● **GOALS**
**1.** In the memorial thread for Leto, to which list did Karen519 add him?
**2.** Pick up the memorial thread for Leto where it stops and continue it.

● **DOCUMENT SECTION**
################
# Goodbye Leto, see you again :) Miss ya buddy. Love ya



## gold4me (Mar 12, 2006)

Beautiful tribute. He is a very handsome boy and I know you miss him. Your tribute brought tears to my eyes. I am very sorry your your loss.


----------



## TagAndLeto (Aug 20, 2013)

Thank you


----------



## dborgers (Dec 7, 2011)

I'm so sorry for the loss of your friend, Leto. Beautiful video.

As Doug the moderator says about times like these: "Now you know another angel's name"


----------



## HolDaisy (Jan 10, 2012)

I am so very sorry for your heartbreaking loss of handsome Leto  goldens are so special, they leave such a massive space when they are gone. Thank you for sharing your beautiful tribute.


----------



## golfgal (Dec 31, 2013)

I'm so sorry for your loss. What a wonderful video. Makes me tear up too so I get that. I'm sure having Tag makes it easier but won't make you miss Leto any less. Hugs out to you.


----------



## swishywagga (Nov 13, 2012)

I am sorry for the loss of gorgeous Leto, what a beautiful tribute.


----------



## Karen519 (Aug 21, 2006)

*Leto*

Rest in peace, sweet Leto.
I added him to the Rainbow Bridge List.
http://www.goldenretrieverforum.com...ow-bridge-list-grf-2014-a-20.html#post5335898


----------



## AmberSunrise (Apr 1, 2009)

What a beautiful tribute to your handsome Leto! I am sorry for you loss.

Sleep softly Leto.


----------



## Brinkleythegolden (Jun 18, 2012)

What a great tribute to your boy. I'm so sorry for your loss..


----------



## CAROLINA MOM (May 12, 2009)

I'm so sorry for your loss of Leto.
Your tribute to him is beautiful and very touching.

Godspeed Leto


----------



## Yaichi's Mom (Jul 21, 2012)
################
● **DATASET EXCERPT**
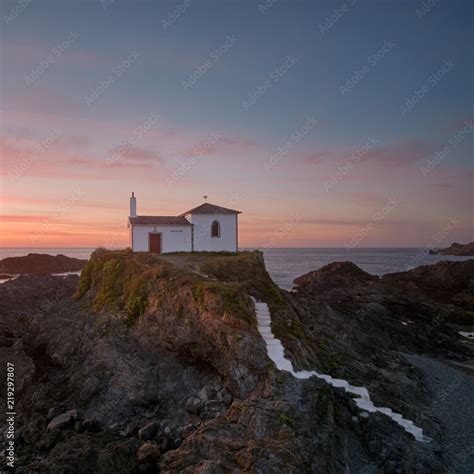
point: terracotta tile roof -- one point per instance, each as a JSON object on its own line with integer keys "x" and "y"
{"x": 208, "y": 208}
{"x": 159, "y": 220}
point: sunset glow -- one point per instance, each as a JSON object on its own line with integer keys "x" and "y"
################
● **ANSWER LIST**
**1.** Karen519 added him to the Rainbow Bridge List.

**2.**
I hope that the love and wonderful memories you both shared continues to make your heart smile during this difficult and painful time. Leto had a wonderful life full of love and joy. I am so, so sorry for your loss.


----------



## KKaren (Oct 29, 2014)

Thank you for sharing your beautiful tribute to Leto. I hope that these memories give you comfort. Thinking of you and Tag


----------



## Mrs_B (Jan 21, 2008)

Thank you for sharing. Absolutely beautiful


----------



## Karen519 (Aug 21, 2006)

*Video*

Your video is just beautiful! 

I'm sure that Tag misses Leto as much as you do.


----------



## wjane (Oct 12, 2013)

Thank you for sharing that beautiful tribute. I can see how bonded he and Tag were. I'm glad you are able to comfort each other.


----------



## Alaska7133 (May 26, 2011)

Great video, thanks for sharing your loss. So many of us have been through it. I hope the best for you and Tag.


----------



## 4goldengirls (Jun 10, 2014)

Beautiful dog, beautiful tribute. My condolences on your loss.


----------



## Melakat (Oct 9, 2010)

What a lovely tribute of your handsome boy Leto. It is so hard to say "good bye for now".

Thinking about you & Tag.

We are almost neighbours.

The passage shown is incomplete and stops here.